— START Selected text —

2. Pop-Up Marketing Plays

Pop-up events have become a successful vehicle for promoting a brand at a local level: It provides close interactions with consumers, data-rich insights, and valuable market research if a brand chose to build a permanent nearby presence. Of course, geofilters also enhance the impact and experiential quality of these pop-up events, which is why it’s so smart to pair Snapchat marketing with a pop-up campaign.

 

The custom geofilters are only available for a 24-hour period in the first place, so the limited-time promotion lifespan is perfect for pop-up events. This strategy could be applicable even to local events like career fairs or farmer’s markets: The cost is nominal, especially compared to the potential impact.

 

3. Time-Sensitive Offers

Within the tight timeline of a Snapchat campaign, brands may want to consider how a limited-time promotion can add to the experience and overall engagement. As Street Fight Mag notes, these offers could be presented through contests based on the Snapchat content itself, or participating Snapchat posts could be entered into a drawing.

 

Or it could be as simple as offering a discount to anyone who uses a particular geofilter when visiting a local store. The applications are endless, but they’re simple to implement because of how the technology integrates with the physical world, adding a new layer of context and engagement. Brands can use offers in the physical realm to drive activity on Snapchat, which will ultimately pay dividends through a more valuable, productive local presence.

 

4. Value-Added Content

The rule applies to any other social network: The most effective content is the content your audience will find most useful. But Snapchat’s content is slightly different in a couple ways. For one, no other social network plays as integral a role in the creation of content as Snapchat. You can write out a sentence anywhere, but only on Snapchat can you pair that sentence with a cartoon drawing of a taco. Succeeding on Snapchat means integrating its content creation features into your own strategy.

— END Selected text —
— START Data for processing —

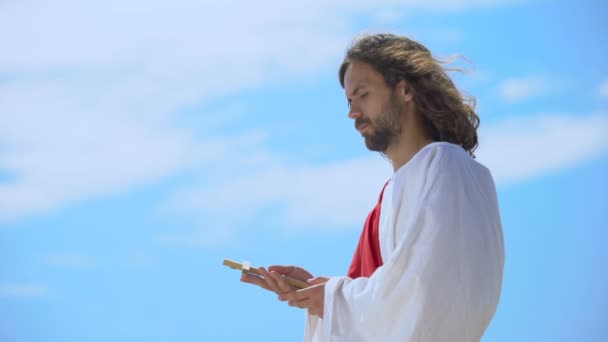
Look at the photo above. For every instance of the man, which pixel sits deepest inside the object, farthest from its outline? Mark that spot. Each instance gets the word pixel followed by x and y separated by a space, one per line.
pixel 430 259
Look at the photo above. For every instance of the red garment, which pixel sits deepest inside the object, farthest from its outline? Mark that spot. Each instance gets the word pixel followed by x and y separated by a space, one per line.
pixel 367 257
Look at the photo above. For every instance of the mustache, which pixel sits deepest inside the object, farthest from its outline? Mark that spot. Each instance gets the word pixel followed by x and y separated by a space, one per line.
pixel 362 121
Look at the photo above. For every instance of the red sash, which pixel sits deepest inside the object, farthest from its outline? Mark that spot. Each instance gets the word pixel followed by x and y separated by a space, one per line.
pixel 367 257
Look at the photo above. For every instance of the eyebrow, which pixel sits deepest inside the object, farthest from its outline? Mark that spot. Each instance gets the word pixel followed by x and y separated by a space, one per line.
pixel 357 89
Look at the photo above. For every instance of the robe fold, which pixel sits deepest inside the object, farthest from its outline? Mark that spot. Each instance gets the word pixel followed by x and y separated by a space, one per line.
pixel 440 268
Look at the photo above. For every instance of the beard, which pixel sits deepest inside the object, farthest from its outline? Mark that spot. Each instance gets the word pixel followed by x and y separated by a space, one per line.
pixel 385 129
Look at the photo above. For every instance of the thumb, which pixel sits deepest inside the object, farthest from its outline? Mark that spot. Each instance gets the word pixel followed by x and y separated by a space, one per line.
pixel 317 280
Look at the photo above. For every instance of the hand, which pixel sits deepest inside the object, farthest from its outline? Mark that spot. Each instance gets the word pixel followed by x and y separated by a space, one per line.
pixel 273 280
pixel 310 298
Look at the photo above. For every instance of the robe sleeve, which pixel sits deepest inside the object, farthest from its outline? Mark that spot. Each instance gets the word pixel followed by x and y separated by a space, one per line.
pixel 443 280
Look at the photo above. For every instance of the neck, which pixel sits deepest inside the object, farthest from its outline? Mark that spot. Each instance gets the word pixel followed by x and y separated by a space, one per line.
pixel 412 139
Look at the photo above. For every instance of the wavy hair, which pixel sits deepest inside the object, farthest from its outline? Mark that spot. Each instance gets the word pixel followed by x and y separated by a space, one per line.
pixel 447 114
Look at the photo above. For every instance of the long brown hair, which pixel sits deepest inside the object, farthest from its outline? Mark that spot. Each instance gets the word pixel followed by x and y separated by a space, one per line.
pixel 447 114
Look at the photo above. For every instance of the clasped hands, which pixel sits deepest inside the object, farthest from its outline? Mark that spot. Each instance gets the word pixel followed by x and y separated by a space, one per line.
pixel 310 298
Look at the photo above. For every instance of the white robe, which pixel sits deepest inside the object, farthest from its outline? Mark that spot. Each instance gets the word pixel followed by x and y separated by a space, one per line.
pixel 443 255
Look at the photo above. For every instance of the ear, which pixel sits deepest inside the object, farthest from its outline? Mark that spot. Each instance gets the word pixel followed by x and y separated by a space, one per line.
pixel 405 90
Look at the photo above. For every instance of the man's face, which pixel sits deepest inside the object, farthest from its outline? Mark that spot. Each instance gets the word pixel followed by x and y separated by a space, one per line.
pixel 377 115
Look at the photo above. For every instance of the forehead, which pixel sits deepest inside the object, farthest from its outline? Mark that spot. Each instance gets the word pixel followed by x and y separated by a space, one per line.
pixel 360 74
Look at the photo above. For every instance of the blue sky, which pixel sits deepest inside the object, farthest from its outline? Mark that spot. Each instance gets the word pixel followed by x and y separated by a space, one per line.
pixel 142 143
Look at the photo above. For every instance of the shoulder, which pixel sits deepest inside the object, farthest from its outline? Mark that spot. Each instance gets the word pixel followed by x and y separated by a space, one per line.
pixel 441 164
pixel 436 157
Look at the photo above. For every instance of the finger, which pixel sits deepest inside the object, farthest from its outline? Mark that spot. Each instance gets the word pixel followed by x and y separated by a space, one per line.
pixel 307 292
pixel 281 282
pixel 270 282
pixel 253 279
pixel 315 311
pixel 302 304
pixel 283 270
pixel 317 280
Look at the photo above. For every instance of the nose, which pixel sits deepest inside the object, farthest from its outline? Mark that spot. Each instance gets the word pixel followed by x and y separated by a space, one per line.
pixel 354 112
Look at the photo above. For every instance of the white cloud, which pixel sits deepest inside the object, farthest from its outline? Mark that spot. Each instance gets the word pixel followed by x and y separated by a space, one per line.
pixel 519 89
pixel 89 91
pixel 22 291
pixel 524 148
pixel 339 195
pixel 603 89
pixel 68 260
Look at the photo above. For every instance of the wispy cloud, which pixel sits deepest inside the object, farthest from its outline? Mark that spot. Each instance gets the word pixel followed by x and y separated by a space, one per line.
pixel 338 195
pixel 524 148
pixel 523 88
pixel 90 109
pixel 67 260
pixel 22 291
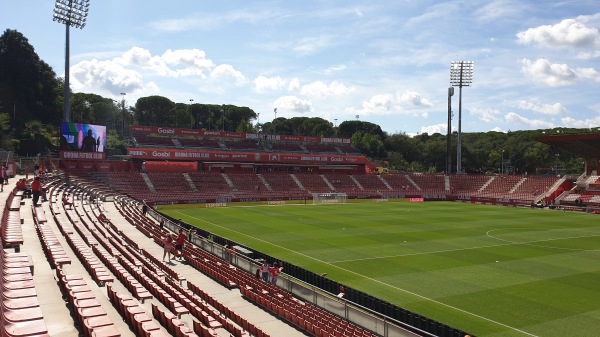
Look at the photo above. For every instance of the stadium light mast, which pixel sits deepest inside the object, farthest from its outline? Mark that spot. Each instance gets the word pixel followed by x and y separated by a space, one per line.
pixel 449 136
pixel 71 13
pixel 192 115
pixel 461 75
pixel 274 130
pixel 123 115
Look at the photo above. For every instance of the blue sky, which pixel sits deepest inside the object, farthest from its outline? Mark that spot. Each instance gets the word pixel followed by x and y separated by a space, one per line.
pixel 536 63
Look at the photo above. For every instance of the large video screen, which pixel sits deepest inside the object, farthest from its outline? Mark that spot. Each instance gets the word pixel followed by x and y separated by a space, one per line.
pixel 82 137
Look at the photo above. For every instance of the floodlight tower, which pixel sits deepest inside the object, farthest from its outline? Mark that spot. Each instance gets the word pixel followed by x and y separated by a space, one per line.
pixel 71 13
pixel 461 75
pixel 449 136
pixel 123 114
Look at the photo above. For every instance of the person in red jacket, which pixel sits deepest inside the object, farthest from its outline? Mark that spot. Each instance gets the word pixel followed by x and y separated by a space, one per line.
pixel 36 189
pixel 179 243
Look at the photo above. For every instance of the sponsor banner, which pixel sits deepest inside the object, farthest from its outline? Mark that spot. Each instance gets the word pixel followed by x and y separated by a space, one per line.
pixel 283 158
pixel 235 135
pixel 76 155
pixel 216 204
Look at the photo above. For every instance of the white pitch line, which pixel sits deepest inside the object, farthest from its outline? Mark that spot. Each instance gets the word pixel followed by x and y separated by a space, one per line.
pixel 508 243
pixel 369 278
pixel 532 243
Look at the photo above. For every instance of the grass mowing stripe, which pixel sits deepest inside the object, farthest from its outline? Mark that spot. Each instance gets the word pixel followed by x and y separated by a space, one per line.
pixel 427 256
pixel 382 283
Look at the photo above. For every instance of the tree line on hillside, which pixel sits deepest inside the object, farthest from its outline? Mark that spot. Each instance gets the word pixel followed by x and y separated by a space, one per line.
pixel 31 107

— END Data for processing —

Given task A:
Answer each question using the text on Snapchat marketing.
(i) For how long is a custom geofilter available?
(ii) Which publication is named as noting that offers could be presented through contests based on the Snapchat content itself?
(iii) On Snapchat, what can a written sentence be paired with, according to the text?
Given task B:
Render the stretch of the records from the line that contains "the ear, which" through the line that contains "pixel 142 143" as a numbered list, leaving out any blank lines.
The text and the records were drawn from separate, unrelated sources.

Correct answer A:
(i) A 24-hour period.
(ii) Street Fight Mag.
(iii) A cartoon drawing of a taco.

Correct answer B:
1. Look at the photo above. For every instance of the ear, which pixel sits deepest inside the object, farthest from its outline? Mark that spot. Each instance gets the word pixel followed by x and y separated by a space, one per line.
2. pixel 405 90
3. Look at the photo above. For every instance of the man's face, which pixel sits deepest inside the object, farthest from its outline? Mark that spot. Each instance gets the word pixel followed by x and y separated by a space, one per line.
4. pixel 377 115
5. Look at the photo above. For every instance of the forehead, which pixel sits deepest inside the object, farthest from its outline? Mark that spot. Each instance gets the word pixel followed by x and y separated by a space, one per line.
6. pixel 360 74
7. Look at the photo above. For every instance of the blue sky, which pixel sits deepest inside the object, farthest from its outline? Mark that spot. Each instance gets the word pixel followed by x and y separated by a space, one per line.
8. pixel 142 143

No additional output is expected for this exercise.